* _WORK TO BE COMPLETED_:
The line containing "Target: stone pavement" marks the start; please restate exactly that line and only the lines following it through the end of the material below.

* _AVAILABLE DATA_:
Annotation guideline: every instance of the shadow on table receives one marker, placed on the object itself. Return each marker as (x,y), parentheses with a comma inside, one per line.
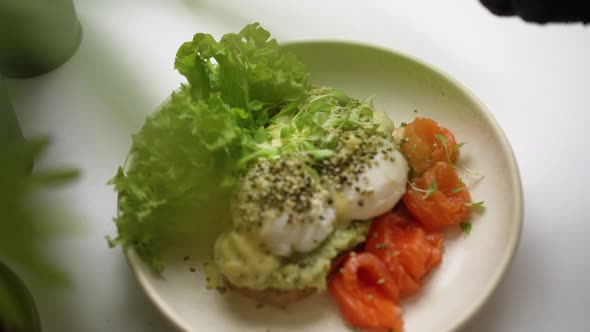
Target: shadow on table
(511,297)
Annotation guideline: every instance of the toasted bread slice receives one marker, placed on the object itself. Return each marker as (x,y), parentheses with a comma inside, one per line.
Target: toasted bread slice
(274,297)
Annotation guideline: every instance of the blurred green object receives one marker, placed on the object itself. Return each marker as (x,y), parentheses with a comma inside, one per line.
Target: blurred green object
(9,129)
(15,296)
(37,36)
(25,224)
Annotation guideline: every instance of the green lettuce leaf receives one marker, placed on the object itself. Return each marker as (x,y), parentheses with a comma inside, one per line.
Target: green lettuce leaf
(185,159)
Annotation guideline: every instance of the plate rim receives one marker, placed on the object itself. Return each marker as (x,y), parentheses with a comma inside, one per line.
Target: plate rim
(180,324)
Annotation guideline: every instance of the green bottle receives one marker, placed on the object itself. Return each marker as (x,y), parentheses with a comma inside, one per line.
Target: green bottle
(36,36)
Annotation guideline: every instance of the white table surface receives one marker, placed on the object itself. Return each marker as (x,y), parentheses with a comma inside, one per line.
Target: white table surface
(535,80)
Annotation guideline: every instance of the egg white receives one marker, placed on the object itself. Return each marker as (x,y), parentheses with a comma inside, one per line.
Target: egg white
(378,189)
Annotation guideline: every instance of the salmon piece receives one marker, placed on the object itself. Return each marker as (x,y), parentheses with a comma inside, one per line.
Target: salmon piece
(423,147)
(438,198)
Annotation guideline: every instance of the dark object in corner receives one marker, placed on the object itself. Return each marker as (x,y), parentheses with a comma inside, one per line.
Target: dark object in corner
(37,36)
(542,11)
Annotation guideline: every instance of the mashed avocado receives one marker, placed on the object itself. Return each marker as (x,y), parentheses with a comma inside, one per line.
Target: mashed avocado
(247,263)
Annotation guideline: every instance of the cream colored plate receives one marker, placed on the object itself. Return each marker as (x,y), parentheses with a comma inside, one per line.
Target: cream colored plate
(472,266)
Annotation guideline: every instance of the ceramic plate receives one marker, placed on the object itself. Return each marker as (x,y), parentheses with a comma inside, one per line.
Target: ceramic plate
(472,267)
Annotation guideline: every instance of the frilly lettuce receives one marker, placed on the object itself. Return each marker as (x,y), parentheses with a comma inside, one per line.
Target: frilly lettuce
(245,98)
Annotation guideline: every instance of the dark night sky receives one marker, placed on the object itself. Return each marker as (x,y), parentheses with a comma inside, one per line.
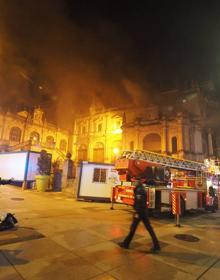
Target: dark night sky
(66,52)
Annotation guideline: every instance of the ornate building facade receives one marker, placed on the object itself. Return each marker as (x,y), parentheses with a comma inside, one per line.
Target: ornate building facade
(98,135)
(26,131)
(179,129)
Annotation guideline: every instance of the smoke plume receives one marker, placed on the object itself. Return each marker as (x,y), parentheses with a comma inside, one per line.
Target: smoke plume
(48,59)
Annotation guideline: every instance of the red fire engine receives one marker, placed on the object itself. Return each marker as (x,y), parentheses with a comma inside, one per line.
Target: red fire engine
(171,183)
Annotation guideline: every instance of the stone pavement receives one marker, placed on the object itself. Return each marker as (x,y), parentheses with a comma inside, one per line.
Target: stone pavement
(60,238)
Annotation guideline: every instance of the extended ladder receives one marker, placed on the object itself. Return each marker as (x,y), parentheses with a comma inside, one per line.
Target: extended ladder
(164,160)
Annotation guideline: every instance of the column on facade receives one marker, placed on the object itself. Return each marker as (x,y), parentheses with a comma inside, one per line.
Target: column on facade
(210,143)
(138,145)
(180,135)
(198,143)
(164,138)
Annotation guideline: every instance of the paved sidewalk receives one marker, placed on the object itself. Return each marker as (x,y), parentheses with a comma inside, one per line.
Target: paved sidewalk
(60,238)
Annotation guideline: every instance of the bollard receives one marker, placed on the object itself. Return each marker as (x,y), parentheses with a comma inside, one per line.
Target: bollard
(112,198)
(176,209)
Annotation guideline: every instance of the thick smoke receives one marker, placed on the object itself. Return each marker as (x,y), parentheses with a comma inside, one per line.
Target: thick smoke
(46,58)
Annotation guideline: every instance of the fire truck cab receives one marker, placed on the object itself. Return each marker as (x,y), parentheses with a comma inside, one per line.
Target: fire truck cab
(163,176)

* _ANSWER TO THIS EXERCISE_:
Target: stone pavement
(60,238)
Annotation guideline: every instance of the extended ladder receives one marker, placed on the object itself. Return each marker as (x,y), parentheses with a comma inside, one per line.
Target: extended ladder
(164,160)
Annotation guideline: every instance of the column on facade receives one marker, placed on the object itself. Return each marker as (x,y), parentheses with a comma inside, one per line.
Target: column on facade
(210,143)
(138,145)
(180,135)
(198,143)
(164,138)
Annotation guideline: every instance of the paved sidewalk receives one marker, placed on the object itself. Return each marker as (x,y), parentheses with a comma inside, one per line.
Target: paved sidewalk
(60,238)
Annotation guideline: every instance of the bollard receives one marker, placed on the object itself. Return each marker as (x,y), parentheses with a comma inside, one per line.
Target: bollard
(112,198)
(176,209)
Annotation guideline: every instance of the thick smoke receives one marker, placed on the object itself. Return each marker as (x,y), parentheses with a comma inside, one per line.
Target: thick smoke
(46,58)
Annotation guideline: every instance of the fire truck cab receives one marker, placed on the object itself. Return each marker as (x,y), parentheses with a comma inside, one per line.
Target: fire truck cab
(163,176)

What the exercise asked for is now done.